Problem to solve: Reply with nothing but the number of lines in the data below where the word "faucet" occurs.

Material supplied:
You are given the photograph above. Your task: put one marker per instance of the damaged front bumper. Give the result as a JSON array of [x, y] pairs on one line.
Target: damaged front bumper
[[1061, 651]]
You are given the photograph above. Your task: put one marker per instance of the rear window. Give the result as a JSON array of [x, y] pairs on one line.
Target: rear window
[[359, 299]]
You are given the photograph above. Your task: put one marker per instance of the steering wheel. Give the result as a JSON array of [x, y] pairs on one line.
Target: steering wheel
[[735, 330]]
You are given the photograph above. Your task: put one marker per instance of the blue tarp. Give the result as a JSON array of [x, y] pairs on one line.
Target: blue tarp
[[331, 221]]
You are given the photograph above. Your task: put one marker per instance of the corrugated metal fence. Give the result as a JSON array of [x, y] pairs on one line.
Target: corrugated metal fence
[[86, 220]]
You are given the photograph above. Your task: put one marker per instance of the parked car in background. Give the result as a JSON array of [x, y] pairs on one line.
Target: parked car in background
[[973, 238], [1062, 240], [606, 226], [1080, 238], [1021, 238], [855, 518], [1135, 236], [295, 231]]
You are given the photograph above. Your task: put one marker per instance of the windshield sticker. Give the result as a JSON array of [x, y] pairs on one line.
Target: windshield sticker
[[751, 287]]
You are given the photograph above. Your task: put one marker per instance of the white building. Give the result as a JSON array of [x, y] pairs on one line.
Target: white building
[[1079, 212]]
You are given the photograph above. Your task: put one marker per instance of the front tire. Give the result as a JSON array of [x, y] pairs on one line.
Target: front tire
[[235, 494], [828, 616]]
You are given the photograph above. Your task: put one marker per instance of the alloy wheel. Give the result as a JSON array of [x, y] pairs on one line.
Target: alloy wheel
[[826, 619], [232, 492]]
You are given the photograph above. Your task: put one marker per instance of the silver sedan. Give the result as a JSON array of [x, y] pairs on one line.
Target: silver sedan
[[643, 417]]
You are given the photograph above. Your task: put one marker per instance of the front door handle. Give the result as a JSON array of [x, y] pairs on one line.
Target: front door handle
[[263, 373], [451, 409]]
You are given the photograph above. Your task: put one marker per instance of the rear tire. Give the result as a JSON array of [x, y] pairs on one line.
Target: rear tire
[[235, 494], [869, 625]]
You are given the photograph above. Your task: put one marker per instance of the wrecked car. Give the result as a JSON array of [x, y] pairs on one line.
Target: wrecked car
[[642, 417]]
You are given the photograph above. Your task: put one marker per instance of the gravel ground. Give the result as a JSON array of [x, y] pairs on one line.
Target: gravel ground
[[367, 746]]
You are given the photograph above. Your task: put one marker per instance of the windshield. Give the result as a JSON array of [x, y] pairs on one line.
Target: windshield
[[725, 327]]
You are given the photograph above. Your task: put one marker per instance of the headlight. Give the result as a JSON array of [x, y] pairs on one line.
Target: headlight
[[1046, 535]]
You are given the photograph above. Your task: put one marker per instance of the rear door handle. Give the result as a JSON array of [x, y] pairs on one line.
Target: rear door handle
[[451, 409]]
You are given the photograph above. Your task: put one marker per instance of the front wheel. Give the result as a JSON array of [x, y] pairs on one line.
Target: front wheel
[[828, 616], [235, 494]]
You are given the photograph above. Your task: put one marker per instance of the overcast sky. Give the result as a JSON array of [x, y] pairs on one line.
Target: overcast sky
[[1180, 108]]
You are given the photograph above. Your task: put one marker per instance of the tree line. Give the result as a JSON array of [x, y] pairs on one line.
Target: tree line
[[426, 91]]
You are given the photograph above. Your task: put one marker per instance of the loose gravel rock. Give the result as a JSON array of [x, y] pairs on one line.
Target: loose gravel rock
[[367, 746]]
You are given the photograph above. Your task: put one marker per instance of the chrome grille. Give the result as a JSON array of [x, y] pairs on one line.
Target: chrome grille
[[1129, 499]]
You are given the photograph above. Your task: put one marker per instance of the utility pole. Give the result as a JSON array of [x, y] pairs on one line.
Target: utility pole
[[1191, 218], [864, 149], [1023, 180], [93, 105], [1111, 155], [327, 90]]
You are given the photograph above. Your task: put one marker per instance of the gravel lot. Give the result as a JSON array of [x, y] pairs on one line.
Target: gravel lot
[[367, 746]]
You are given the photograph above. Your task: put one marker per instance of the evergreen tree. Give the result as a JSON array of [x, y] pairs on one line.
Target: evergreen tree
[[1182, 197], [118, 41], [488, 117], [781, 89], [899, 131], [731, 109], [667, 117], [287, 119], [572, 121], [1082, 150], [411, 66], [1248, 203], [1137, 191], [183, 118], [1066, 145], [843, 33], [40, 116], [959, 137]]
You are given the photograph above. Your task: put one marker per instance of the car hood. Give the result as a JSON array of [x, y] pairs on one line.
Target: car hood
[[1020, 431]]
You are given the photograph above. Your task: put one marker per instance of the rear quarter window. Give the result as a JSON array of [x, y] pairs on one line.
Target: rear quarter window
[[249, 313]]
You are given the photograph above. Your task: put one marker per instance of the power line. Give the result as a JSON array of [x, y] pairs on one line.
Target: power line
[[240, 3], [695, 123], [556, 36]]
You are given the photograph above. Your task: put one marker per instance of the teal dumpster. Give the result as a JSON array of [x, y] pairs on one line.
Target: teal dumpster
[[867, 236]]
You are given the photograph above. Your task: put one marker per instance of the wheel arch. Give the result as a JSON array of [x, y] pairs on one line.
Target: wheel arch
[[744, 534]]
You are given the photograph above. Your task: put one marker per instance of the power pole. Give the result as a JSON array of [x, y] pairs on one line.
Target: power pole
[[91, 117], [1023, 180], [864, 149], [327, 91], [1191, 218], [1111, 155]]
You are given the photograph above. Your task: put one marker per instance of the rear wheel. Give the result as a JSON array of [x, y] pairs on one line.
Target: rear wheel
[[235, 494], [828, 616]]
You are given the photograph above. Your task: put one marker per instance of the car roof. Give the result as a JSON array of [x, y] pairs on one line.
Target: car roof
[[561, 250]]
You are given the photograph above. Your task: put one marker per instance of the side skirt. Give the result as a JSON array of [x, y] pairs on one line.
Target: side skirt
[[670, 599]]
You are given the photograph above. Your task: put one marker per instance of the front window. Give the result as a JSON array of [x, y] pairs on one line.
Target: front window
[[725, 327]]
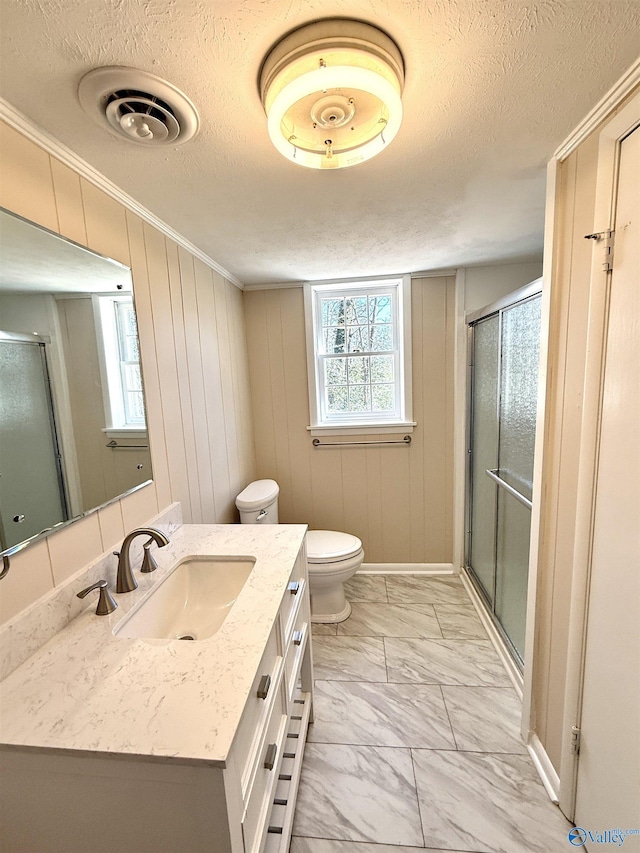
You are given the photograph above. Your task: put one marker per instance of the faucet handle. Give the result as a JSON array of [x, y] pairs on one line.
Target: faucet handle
* * *
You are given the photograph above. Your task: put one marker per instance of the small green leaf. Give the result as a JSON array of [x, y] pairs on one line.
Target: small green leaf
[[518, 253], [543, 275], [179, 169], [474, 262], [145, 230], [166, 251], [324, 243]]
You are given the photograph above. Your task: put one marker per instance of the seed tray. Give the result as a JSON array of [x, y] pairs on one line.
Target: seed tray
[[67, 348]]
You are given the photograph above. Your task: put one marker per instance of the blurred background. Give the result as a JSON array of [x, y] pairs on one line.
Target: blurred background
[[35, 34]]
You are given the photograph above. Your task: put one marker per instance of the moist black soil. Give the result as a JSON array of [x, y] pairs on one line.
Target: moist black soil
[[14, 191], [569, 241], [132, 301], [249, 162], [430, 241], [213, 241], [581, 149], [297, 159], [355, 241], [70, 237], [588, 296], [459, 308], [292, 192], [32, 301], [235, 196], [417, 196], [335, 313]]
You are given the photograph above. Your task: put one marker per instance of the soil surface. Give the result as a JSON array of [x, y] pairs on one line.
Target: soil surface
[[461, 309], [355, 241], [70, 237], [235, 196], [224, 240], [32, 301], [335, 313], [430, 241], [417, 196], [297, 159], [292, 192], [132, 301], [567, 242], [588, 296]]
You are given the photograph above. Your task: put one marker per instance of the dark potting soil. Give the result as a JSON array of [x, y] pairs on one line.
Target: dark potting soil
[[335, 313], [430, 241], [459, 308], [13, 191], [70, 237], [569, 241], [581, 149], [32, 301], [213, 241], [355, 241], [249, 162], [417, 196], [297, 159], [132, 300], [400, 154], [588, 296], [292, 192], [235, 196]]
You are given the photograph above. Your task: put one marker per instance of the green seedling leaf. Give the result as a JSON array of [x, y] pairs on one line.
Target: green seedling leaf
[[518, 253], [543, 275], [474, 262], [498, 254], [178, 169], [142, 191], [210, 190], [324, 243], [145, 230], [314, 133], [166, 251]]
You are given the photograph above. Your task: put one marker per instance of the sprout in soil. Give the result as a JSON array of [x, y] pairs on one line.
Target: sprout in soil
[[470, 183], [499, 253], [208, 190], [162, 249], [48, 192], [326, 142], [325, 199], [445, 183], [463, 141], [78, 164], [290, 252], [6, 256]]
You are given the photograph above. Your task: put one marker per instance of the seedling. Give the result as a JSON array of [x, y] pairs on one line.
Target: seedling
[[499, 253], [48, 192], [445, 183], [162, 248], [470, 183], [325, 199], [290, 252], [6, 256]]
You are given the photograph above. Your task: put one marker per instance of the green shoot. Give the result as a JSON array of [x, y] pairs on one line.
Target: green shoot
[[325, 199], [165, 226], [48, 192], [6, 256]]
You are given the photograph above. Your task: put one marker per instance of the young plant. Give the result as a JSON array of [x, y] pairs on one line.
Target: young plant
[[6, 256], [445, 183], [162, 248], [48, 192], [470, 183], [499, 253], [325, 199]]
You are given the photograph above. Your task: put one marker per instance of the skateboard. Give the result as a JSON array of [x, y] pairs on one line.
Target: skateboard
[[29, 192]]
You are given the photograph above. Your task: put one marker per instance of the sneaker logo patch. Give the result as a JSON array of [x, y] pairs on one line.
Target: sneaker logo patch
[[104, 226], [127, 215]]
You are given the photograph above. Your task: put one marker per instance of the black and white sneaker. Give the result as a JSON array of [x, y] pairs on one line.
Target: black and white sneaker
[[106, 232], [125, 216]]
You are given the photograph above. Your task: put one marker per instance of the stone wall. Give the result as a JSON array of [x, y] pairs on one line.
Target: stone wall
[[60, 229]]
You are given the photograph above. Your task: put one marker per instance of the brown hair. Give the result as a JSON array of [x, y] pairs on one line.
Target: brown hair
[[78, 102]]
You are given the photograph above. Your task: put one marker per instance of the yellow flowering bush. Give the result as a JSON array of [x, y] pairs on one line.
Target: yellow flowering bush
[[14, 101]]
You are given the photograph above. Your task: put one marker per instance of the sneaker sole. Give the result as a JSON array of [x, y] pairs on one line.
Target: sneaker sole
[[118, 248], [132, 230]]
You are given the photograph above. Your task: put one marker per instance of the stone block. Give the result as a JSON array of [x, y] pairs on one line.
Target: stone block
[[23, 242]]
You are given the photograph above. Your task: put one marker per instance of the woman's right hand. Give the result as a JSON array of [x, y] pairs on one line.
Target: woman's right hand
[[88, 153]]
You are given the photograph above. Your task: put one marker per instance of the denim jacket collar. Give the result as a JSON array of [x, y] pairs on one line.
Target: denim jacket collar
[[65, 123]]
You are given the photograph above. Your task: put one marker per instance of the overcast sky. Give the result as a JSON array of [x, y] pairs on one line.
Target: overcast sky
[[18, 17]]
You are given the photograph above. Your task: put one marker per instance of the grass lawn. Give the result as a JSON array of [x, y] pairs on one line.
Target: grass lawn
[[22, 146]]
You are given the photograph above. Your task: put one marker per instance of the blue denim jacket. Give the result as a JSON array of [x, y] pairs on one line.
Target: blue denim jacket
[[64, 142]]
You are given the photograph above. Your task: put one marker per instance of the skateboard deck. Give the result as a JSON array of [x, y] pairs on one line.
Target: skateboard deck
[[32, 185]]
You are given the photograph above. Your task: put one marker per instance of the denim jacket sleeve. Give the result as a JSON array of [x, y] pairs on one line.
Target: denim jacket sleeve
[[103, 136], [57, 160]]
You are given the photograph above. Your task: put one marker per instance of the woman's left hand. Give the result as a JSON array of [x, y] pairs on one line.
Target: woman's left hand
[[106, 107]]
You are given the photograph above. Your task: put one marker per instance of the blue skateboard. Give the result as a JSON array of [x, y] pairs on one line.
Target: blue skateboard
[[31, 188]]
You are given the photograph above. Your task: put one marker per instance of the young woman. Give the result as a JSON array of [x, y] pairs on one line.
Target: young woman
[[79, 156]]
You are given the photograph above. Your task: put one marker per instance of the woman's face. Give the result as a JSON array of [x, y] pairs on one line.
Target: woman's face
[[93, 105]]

Solution for this exercise: 2